◆ Instruction: Gather every line in the listing below that contains the word "stone".

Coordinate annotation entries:
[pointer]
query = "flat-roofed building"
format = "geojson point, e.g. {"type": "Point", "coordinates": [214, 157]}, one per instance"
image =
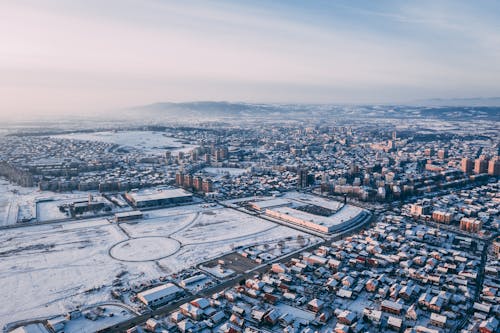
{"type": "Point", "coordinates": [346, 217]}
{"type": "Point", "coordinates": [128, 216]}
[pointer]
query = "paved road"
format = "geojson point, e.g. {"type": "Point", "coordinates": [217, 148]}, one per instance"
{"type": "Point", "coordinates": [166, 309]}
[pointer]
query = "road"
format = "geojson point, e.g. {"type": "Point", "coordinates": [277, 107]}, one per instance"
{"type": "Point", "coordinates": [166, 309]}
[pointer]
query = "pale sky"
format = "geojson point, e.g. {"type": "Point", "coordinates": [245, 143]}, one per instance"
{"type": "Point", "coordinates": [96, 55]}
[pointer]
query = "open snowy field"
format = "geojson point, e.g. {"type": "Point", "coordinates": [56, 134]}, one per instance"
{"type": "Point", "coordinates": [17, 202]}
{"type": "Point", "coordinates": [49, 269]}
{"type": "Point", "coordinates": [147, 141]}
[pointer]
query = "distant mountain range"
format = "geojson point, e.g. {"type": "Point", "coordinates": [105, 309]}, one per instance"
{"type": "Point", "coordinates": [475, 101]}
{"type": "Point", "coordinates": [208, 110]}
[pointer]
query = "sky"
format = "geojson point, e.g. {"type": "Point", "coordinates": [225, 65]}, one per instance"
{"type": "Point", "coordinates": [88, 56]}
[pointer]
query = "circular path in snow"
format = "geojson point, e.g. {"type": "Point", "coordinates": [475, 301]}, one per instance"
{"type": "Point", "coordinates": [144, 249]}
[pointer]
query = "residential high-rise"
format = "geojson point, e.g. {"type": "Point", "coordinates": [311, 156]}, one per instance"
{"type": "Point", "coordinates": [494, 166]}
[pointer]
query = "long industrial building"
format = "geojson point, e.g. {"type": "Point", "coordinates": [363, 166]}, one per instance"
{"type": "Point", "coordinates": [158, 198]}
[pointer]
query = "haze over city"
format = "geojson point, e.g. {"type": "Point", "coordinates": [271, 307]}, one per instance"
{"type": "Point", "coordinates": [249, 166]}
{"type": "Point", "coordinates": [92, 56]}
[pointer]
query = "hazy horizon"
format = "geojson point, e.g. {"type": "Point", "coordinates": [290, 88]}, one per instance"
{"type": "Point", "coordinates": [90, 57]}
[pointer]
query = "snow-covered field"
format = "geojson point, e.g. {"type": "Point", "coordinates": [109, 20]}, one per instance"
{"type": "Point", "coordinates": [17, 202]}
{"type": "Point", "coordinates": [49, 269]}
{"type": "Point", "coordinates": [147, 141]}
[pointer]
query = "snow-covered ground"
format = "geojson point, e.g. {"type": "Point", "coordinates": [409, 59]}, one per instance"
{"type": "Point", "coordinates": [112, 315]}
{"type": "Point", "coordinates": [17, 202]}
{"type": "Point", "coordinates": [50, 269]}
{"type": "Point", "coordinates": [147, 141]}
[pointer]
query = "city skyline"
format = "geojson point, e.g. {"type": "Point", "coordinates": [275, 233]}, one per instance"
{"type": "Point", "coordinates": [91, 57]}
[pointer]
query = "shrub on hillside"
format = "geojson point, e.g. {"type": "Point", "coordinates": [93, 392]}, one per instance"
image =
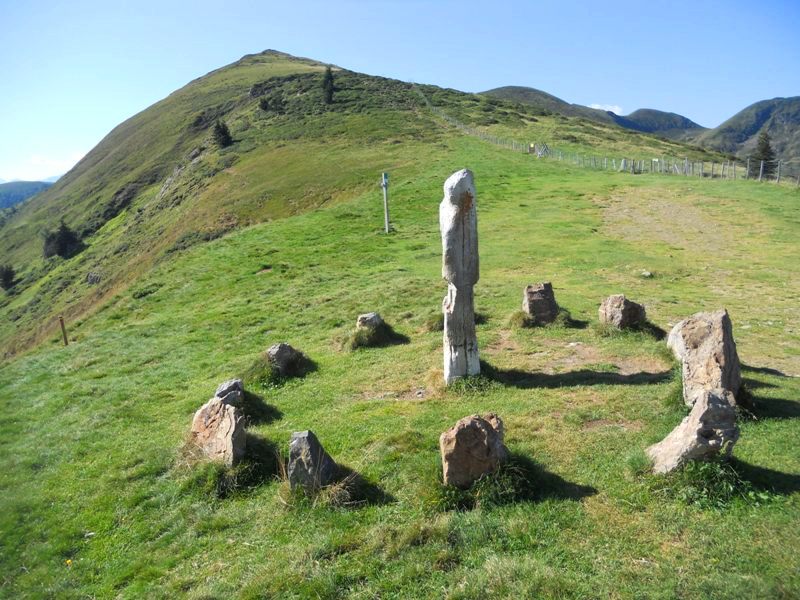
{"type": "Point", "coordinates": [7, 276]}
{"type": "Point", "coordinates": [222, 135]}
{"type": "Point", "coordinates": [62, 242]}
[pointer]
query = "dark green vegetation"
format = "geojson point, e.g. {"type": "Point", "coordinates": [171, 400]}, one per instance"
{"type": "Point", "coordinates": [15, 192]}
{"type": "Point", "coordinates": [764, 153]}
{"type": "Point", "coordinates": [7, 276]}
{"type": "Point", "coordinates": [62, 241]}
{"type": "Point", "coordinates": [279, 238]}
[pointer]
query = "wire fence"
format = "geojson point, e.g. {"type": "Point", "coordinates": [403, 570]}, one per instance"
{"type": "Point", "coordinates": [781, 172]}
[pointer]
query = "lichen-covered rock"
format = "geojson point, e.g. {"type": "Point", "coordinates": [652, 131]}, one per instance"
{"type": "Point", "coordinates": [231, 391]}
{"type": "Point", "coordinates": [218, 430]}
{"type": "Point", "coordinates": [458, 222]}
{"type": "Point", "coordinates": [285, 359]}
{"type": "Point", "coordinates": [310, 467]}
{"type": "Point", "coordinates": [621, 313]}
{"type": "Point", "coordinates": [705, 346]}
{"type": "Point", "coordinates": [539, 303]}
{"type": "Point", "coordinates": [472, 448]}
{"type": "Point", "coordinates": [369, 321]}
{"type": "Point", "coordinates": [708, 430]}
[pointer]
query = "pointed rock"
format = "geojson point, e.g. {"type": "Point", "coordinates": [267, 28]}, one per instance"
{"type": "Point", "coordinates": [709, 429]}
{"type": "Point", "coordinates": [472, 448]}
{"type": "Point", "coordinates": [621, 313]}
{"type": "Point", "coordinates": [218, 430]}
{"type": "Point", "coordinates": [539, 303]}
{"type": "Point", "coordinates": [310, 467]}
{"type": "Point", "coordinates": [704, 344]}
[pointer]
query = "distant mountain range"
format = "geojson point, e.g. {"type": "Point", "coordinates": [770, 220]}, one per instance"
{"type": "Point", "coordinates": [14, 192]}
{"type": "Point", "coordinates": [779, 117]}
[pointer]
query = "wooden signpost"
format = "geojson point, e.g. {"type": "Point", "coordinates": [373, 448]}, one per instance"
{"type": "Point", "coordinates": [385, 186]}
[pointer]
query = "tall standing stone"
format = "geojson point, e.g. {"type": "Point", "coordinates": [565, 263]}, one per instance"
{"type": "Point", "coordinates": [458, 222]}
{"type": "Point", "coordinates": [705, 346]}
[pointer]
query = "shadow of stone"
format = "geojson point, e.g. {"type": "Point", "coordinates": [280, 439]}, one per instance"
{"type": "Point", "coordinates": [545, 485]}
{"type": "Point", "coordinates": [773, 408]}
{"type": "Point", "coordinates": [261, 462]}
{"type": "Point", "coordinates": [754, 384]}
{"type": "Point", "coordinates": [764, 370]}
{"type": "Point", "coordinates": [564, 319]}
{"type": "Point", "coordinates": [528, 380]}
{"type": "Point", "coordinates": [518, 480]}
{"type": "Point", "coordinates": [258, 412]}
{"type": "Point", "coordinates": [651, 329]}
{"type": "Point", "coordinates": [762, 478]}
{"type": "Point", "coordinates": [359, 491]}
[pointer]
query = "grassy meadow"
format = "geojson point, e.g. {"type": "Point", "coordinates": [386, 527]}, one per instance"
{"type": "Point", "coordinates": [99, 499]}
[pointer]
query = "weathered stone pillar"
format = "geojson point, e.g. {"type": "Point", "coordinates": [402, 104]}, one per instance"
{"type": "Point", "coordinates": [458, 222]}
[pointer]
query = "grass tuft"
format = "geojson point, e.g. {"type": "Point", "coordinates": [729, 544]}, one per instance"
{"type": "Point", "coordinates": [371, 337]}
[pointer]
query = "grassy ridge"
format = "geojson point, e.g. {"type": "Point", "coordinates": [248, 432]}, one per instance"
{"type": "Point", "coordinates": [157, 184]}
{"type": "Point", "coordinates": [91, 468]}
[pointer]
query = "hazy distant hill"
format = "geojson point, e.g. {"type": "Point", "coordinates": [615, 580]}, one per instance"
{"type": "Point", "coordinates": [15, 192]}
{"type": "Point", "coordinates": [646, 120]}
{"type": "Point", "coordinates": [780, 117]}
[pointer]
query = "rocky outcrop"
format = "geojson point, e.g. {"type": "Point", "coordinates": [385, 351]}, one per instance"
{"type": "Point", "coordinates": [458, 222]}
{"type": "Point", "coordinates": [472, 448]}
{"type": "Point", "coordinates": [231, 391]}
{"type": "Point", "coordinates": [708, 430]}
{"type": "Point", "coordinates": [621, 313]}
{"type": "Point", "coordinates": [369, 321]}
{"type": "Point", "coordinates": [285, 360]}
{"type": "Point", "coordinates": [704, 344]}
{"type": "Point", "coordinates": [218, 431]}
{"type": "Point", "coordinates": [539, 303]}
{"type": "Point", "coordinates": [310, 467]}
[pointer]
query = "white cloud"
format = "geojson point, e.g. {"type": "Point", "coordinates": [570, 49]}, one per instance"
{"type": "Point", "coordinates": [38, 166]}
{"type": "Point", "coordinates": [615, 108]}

◆ The answer:
query = "tall standing stone"
query = "shadow of stone"
query = "weathered stone pillar"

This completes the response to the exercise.